On a group weblog where I participate, several people have expressed an interest in Neurolinguistic Programming. This is a subject in which I have done enough work that I feel I can provide a useful introduction and reference list for the beginner or novice. I am not certified as a Master Practitioner, but I have read all the basic texts and taken several seminars; I have taken a number of seminars from people who have personally studied under Richard Bandler and John Grinder, including two seminars led by Steve Andreas, who edited the books where I would recommend anybody begin. These are transcripts of Bandler Grinder seminars:
Frogs into Princes
Trance-formation
Reframing
Using your Brain for a Change.
A more systematic and comprehensive treatment, suitable for beginners is the following:
NLP The new technology of achievement, edited by Steve Andreas and Charles Faulkner.
If you want to get technical and theoretical, the books to read are:
Patterns of the hypnotic techniques of Milton H. Erickson, M.D.; Vol I by Bandler and Grinder; Vol II by Grinder, Delozier, and Bandler.
The structure of magic; Vol I by Bandler and Grinder; Vol II by Grinder and Bandler.
The oldest of these books were published in 1975; the newest of the Bandler Grinder books was published in 1985. As near as I can determine, the field has been stale since 1985 and the innovators have stopped innovating. It is a mystery to me how and why this came about; I have some idea about it, but shall leave that for another post.
In addition to the above listed books, in the past week I have spent around three hours reading the Wikipedia artiles on Neurolinguistic Programming topics. The Wikipedia is uneven; if you want plot synopses for Star Trek episodes, the Wikipedia is superb. If you want information about the BP Transocean Deepwater Horizon oil well disaster, the Wikipedia is useless. For Neurolinguistic Programming, the Wikipedia is quite good. It is better than the average book on the subject you can find today in your local bookstore. Some of those books are lousy. The worst shortcoming I saw (I did not read every single entry) in the Wikipedia collection is the article on Rapport; the rapport techniques are some of the most important results of the original Neurolingustic Programming work.

### Written problem
In the reading guide on Neurolinguistic Programming, which Wikipedia article is named as the collection's worst shortcoming?

### Data segment
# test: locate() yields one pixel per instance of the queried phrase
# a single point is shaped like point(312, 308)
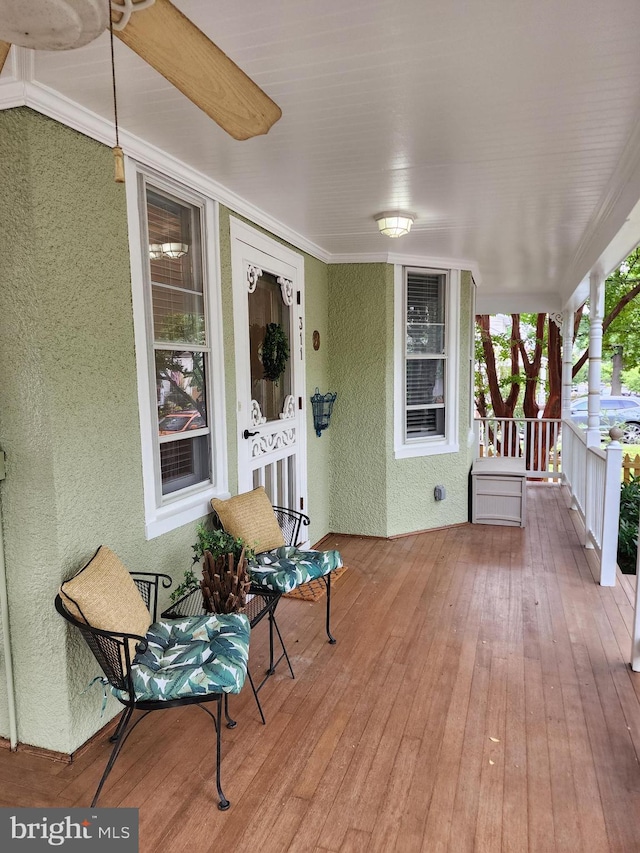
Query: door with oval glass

### Solution to this exercise
The article on Rapport.